REQUIREMENTS: Pull out each line of the data below that contains the word "piece", and copy those lines in full.

INPUT FOR THIS TASK:

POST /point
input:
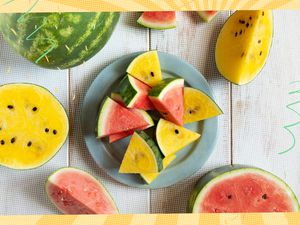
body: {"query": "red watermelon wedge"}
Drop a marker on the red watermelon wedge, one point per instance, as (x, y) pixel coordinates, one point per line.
(167, 97)
(238, 189)
(114, 118)
(74, 191)
(207, 15)
(158, 20)
(141, 113)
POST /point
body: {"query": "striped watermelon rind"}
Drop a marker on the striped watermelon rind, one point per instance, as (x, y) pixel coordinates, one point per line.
(224, 172)
(73, 38)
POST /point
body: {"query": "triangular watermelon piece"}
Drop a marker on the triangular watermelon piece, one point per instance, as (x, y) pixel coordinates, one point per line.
(167, 97)
(114, 118)
(135, 93)
(158, 20)
(143, 114)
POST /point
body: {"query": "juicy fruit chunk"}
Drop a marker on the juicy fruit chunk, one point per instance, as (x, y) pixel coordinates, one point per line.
(243, 45)
(167, 97)
(150, 177)
(158, 20)
(114, 118)
(198, 106)
(146, 68)
(135, 93)
(74, 191)
(142, 155)
(143, 114)
(207, 15)
(235, 189)
(33, 126)
(171, 138)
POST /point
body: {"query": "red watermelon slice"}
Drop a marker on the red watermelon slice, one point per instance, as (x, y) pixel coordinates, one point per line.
(74, 191)
(167, 97)
(158, 20)
(114, 118)
(207, 15)
(237, 189)
(143, 114)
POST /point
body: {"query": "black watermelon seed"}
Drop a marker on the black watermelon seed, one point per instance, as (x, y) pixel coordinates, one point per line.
(264, 196)
(13, 140)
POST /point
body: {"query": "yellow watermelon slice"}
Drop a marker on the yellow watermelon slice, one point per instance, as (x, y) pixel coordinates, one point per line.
(142, 155)
(243, 45)
(171, 138)
(146, 68)
(198, 106)
(114, 118)
(33, 126)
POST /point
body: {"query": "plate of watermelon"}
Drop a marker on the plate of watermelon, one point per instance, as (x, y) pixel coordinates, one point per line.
(150, 120)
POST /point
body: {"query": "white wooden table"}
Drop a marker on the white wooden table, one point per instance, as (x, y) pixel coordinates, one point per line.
(251, 129)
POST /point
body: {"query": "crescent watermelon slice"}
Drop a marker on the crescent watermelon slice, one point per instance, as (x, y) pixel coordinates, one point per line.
(158, 20)
(238, 189)
(114, 118)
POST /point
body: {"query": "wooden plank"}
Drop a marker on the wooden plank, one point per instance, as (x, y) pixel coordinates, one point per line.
(128, 38)
(194, 41)
(259, 108)
(22, 192)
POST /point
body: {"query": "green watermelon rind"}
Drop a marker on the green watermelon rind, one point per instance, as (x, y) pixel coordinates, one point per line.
(58, 148)
(129, 91)
(160, 90)
(52, 177)
(224, 172)
(103, 114)
(86, 40)
(155, 149)
(156, 26)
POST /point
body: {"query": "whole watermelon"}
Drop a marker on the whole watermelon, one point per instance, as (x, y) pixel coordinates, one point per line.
(58, 40)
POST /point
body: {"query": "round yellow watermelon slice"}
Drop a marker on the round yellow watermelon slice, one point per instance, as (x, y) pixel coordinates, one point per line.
(33, 126)
(238, 189)
(74, 191)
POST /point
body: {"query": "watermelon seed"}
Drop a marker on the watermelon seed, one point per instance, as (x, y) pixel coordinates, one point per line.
(13, 140)
(264, 196)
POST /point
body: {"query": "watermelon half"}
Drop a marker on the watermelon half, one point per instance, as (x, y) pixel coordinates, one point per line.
(167, 97)
(158, 20)
(74, 191)
(114, 118)
(236, 189)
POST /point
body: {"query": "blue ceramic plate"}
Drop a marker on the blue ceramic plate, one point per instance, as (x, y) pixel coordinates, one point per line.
(109, 156)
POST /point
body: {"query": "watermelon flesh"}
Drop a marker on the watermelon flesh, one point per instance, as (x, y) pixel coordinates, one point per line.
(243, 190)
(158, 20)
(169, 101)
(75, 192)
(114, 118)
(142, 114)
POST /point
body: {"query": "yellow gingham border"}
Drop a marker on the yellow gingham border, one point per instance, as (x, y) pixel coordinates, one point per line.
(158, 219)
(143, 5)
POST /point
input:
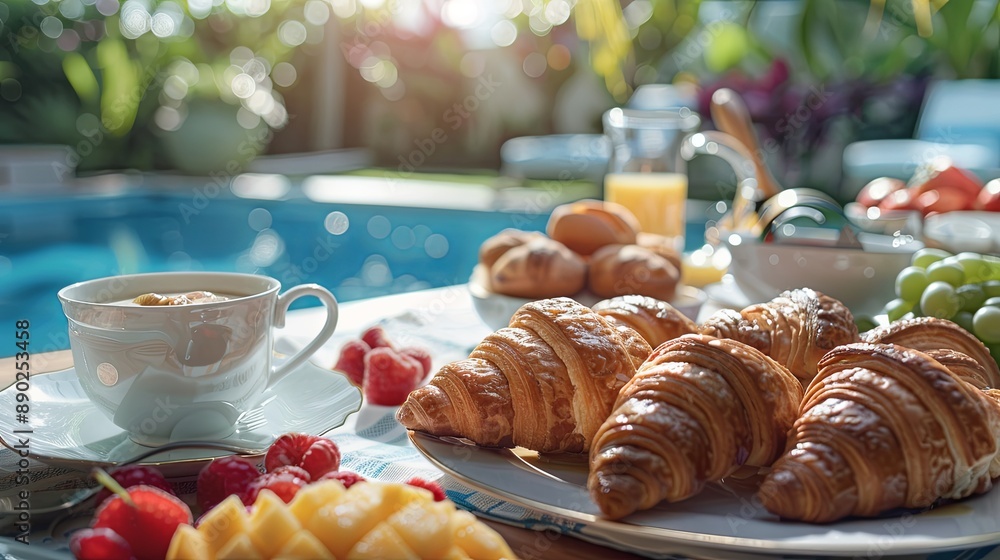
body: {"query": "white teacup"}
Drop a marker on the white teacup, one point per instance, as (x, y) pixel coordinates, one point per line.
(166, 373)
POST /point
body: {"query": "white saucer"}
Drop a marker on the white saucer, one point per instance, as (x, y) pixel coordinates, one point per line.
(68, 430)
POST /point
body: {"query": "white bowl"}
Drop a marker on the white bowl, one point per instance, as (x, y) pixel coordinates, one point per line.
(863, 279)
(496, 309)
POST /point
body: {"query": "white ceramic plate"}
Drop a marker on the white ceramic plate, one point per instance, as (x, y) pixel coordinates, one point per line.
(725, 517)
(496, 309)
(68, 430)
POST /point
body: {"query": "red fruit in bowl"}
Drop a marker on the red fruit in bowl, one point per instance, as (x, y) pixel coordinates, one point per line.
(99, 544)
(375, 337)
(942, 174)
(134, 475)
(147, 523)
(390, 376)
(878, 189)
(420, 355)
(222, 477)
(989, 197)
(352, 360)
(316, 455)
(347, 478)
(284, 484)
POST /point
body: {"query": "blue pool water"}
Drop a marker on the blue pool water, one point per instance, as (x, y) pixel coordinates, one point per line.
(356, 251)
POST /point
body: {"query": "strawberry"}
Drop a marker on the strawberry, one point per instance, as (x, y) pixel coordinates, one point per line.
(285, 485)
(347, 478)
(222, 477)
(389, 376)
(352, 360)
(375, 337)
(146, 520)
(99, 544)
(316, 455)
(420, 355)
(295, 471)
(134, 475)
(434, 487)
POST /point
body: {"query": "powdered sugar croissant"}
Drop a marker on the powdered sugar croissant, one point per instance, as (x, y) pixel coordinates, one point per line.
(796, 328)
(930, 334)
(546, 382)
(696, 411)
(884, 427)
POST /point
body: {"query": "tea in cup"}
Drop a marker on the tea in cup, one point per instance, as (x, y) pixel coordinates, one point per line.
(189, 364)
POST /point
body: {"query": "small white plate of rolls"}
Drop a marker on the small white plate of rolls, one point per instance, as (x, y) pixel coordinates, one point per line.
(591, 250)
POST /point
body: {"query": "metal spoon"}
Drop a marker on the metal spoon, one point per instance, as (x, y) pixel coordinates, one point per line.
(52, 501)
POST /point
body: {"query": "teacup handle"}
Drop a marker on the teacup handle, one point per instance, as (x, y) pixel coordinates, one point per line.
(281, 308)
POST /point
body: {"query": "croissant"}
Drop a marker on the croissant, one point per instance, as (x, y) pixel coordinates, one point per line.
(546, 382)
(657, 321)
(931, 333)
(883, 427)
(696, 411)
(796, 328)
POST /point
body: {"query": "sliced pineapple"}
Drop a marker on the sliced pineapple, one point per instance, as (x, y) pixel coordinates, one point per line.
(326, 521)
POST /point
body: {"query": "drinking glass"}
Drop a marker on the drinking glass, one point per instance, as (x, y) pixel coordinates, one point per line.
(647, 172)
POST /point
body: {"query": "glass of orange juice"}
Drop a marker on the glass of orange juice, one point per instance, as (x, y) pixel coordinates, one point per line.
(647, 174)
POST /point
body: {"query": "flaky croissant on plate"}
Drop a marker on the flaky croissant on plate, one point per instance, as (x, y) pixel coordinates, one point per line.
(884, 427)
(796, 328)
(930, 334)
(546, 382)
(696, 411)
(656, 320)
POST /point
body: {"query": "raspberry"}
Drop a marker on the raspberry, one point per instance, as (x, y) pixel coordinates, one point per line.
(375, 337)
(134, 475)
(99, 544)
(149, 524)
(284, 485)
(434, 487)
(295, 471)
(222, 477)
(352, 360)
(420, 355)
(389, 377)
(347, 478)
(316, 455)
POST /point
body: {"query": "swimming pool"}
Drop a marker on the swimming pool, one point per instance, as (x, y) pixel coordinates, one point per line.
(297, 233)
(355, 250)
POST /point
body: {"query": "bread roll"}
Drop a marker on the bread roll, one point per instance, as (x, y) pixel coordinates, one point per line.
(540, 268)
(494, 247)
(617, 270)
(587, 225)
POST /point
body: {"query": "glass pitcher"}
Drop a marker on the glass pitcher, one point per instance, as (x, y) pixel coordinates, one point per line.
(647, 170)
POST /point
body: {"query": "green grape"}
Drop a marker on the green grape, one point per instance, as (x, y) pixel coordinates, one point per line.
(992, 288)
(971, 297)
(950, 272)
(924, 257)
(898, 307)
(986, 325)
(940, 300)
(963, 319)
(911, 282)
(976, 268)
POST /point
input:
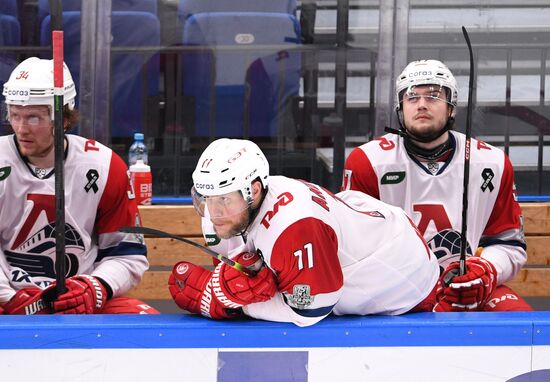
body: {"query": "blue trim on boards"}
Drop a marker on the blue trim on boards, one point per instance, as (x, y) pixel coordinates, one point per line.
(189, 331)
(534, 198)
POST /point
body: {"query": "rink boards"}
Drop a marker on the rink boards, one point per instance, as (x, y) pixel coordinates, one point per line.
(424, 347)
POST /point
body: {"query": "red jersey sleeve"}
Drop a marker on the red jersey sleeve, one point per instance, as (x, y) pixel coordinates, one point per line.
(506, 211)
(359, 174)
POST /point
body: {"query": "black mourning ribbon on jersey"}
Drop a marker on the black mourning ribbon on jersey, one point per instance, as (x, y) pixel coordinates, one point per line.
(92, 176)
(487, 175)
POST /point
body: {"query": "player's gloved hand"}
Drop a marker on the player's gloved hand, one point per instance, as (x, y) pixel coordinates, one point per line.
(85, 295)
(234, 289)
(27, 301)
(470, 291)
(191, 288)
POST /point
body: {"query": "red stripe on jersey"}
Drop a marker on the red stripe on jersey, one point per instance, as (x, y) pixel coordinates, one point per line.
(306, 253)
(115, 209)
(506, 211)
(361, 175)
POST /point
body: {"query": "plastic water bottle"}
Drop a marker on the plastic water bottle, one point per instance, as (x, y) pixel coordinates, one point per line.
(142, 181)
(138, 150)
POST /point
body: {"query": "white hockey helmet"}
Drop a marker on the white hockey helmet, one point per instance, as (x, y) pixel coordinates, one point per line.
(228, 165)
(426, 72)
(31, 83)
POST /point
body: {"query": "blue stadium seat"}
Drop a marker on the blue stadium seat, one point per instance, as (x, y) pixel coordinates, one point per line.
(10, 35)
(215, 79)
(187, 8)
(149, 6)
(8, 8)
(127, 75)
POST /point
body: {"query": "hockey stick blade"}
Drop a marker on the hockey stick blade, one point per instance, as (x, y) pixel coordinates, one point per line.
(155, 232)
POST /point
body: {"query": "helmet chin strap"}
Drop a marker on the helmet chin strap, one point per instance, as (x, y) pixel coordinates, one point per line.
(252, 213)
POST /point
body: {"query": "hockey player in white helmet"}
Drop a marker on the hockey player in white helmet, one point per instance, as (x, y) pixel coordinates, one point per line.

RESULT:
body: {"query": "triangular watermelon piece"}
Drop a marker on the triangular watermelon piece, one point per instance, as (x, y) pixel coordinates, one point per line.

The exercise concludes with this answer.